:: THINGS TO DO ::
1) Answer these questions about the basketball passage:
(a) Besides each other, whom are the men screaming at?
(b) How many times in a row does the other player score after bumping you out of the way?
(c) What does the inner voice say the other player will find in their way next time?
2) Set down everything in the basketball passage from "As Steven tells" down to "all the rest. Ouch.", word for word.

As Steven tells the story, the confrontation rapidly grows to the point of a shouting match. Grownup men, mature Christians, faculty members are screaming at each other and at the referee. Before the fracas comes to an end, the warfare includes obscene language and all the rest. Ouch.

Have you ever played in a “friendly” game of basketball? Oh, it’s just good clean fun . . . but then right under the basket someone pushes you out of the way with a little bit of an edge to their maneuver. And they score on you. In fact, they kind of bump you out of their path and score three or four times in a row.

And for a while it’s all right, but you have your own tiny bit of pride. You don’t want to simply be the launching pad to the hoop for this guy. So maybe you’ve had that kind of slow boiling feeling begin to rise up inside you, and something finally says, “Hey, enough is enough! Next time they try to box me out they’re going to find the Rock of Gibraltar in their way. So help me!” And with a little bit of edge to your own body English, boy, you shove them right back. Before you know it, nuclear weapons and four-letter words are involved.

:: MATERIAL PROVIDED ::
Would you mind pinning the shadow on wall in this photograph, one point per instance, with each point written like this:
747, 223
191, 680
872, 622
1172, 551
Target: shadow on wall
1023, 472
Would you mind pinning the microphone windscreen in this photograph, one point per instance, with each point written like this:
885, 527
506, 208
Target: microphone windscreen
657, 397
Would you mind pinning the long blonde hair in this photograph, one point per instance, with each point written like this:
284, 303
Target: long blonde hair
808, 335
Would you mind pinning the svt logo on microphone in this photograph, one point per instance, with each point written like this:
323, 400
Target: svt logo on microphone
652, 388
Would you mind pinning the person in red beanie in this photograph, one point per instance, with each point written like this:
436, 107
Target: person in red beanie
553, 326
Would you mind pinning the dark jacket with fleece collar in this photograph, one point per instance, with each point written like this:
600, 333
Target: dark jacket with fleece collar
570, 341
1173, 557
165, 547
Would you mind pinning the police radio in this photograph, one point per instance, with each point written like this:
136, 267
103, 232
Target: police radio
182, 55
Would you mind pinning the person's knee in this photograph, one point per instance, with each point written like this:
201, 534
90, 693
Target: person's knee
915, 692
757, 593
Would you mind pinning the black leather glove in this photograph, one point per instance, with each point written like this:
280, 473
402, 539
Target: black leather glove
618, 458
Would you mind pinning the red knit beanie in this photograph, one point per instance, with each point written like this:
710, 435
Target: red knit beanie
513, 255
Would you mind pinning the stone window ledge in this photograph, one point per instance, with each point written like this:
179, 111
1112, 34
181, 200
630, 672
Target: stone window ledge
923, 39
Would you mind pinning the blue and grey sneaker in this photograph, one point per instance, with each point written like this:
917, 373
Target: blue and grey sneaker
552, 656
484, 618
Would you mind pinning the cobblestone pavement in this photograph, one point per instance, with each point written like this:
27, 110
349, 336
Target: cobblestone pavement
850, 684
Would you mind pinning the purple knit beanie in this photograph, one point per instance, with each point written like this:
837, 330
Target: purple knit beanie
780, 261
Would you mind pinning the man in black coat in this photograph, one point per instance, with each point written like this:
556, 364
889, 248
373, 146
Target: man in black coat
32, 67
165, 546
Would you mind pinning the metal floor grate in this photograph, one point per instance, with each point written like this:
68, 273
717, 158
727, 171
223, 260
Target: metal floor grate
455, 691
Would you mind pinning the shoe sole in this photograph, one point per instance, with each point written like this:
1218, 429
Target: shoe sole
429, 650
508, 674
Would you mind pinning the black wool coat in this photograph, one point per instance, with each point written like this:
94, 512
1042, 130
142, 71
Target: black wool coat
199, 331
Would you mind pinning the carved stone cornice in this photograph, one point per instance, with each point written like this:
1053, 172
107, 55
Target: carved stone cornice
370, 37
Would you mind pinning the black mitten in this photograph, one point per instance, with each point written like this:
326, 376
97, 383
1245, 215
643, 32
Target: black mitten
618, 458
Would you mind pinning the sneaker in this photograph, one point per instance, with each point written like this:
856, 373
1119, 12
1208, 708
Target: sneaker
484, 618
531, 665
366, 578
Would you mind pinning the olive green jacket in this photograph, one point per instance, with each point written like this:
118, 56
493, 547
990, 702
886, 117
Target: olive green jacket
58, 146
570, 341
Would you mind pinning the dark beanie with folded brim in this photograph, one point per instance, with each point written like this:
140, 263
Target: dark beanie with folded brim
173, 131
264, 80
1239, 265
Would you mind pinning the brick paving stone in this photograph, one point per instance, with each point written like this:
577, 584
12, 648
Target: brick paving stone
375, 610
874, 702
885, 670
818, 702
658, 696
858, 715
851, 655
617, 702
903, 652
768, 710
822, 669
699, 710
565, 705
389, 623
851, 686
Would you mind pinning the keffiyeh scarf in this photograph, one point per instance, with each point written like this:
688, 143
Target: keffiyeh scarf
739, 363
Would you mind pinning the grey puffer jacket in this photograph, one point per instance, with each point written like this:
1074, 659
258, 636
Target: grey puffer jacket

:: SOLUTIONS TO THE TASKS ::
1)
(a) The referee.
(b) Three or four times.
(c) The Rock of Gibraltar.

2)
As Steven tells the story, the confrontation rapidly grows to the point of a shouting match. Grownup men, mature Christians, faculty members are screaming at each other and at the referee. Before the fracas comes to an end, the warfare includes obscene language and all the rest. Ouch.